▶ [Requirement] Could you express the data below as a JSON list of strings, one per line with blank lines left out, starting at the line that contains "Objective — one point per instance of the dirt" and ending at the last line of the data?

▶ [Source records]
......
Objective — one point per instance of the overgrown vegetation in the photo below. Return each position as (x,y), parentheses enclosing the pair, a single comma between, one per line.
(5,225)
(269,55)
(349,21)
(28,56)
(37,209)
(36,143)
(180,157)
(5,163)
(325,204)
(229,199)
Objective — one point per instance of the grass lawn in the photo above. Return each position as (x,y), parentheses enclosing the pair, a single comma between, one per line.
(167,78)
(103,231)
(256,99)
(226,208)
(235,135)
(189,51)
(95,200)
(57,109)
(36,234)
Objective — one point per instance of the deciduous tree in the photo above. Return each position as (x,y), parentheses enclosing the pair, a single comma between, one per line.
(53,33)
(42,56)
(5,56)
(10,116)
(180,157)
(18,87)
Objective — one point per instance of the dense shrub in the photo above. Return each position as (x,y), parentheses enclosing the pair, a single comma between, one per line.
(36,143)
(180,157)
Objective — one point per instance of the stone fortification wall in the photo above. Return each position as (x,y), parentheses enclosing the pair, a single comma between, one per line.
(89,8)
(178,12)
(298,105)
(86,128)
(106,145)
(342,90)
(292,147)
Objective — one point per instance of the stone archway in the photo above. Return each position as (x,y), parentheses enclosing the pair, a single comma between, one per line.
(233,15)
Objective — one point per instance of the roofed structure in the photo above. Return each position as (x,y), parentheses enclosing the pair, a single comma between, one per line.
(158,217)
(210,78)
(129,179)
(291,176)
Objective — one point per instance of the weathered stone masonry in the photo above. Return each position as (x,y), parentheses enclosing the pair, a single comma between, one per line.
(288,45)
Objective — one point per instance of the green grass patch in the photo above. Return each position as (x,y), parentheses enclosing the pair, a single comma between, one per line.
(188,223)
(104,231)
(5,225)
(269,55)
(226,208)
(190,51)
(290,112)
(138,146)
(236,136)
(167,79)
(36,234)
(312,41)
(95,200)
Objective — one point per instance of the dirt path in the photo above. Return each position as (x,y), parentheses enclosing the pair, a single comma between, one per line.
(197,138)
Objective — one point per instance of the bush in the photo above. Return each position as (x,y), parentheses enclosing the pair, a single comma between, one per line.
......
▶ [Problem solution]
[
  "Objective — one point per instance of the dirt path in the photo above. Return each position as (x,y), parentheses enclosing the pair, a single comma between, one per line.",
  "(197,138)",
  "Objective — one point per instance of the bush in the photo above. Return each position as (x,y), parentheses enclosing the pair, a single comma between, one per line."
]